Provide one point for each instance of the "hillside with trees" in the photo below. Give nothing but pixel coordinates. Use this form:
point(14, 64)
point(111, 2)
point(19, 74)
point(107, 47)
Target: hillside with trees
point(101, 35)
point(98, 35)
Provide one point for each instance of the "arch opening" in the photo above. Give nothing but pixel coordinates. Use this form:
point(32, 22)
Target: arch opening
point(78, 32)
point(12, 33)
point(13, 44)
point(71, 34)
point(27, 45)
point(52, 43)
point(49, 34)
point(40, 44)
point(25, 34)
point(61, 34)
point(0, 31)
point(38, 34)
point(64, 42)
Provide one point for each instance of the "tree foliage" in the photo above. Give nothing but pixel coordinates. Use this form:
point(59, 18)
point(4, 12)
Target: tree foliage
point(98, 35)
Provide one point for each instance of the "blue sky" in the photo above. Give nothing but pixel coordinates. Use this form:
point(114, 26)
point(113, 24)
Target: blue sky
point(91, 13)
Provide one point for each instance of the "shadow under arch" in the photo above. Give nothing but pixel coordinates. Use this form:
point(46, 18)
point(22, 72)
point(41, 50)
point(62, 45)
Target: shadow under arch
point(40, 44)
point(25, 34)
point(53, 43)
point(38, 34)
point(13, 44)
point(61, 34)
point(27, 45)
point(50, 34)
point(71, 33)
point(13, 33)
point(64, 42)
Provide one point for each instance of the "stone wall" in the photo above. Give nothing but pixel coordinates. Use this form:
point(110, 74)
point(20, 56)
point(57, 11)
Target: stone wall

□ □ □ □ □

**SET PROBLEM**. Report how many lines of the data above contain the string "Target", giving only the number.

**TASK ANSWER**. 6